• Exercise details:
An exact transcription is needed, starting at the line containing "Query: white banner" and running through the last line of the records, with every picture left out.
BEGIN Excerpted data
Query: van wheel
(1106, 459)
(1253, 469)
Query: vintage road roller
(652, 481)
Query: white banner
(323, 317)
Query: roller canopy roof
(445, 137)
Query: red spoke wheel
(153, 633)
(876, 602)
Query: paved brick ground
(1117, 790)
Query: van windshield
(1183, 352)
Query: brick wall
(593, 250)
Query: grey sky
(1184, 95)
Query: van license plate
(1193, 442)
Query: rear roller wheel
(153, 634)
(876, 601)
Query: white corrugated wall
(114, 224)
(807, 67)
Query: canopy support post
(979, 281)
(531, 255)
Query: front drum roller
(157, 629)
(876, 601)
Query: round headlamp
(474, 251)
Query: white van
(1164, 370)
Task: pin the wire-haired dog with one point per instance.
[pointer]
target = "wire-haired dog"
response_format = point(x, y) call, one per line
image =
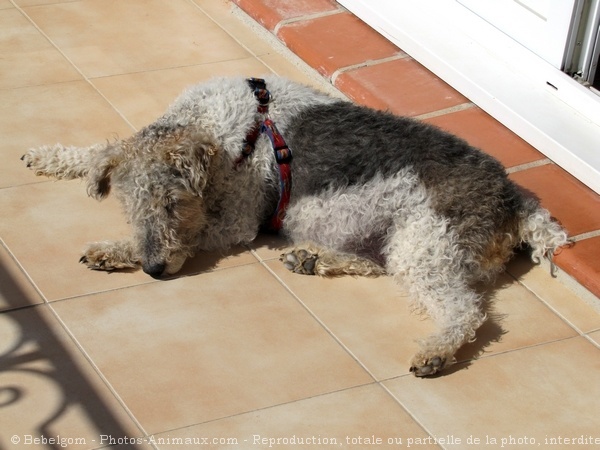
END Excerpted data
• Solution to this task:
Query: white banner
(323, 317)
Query: roller canopy roof
(445, 137)
Query: red spoke wheel
(153, 633)
(876, 602)
Query: paved brick ground
(1117, 790)
Query: van windshield
(1183, 352)
Query: brick wall
(593, 250)
Query: grey sky
(1184, 95)
Query: van license plate
(1193, 442)
Query: rear roller wheel
(153, 634)
(876, 601)
Query: white corrugated wall
(114, 224)
(807, 67)
Query: canopy support post
(979, 281)
(531, 255)
Query: front drum roller
(157, 629)
(876, 601)
Query: round headlamp
(474, 251)
Query: white van
(1164, 370)
Task: pin the wire-haired dog with one point per instance.
[pointer]
target = "wire-haired dog"
response_format = point(x, y) call, one per line
image =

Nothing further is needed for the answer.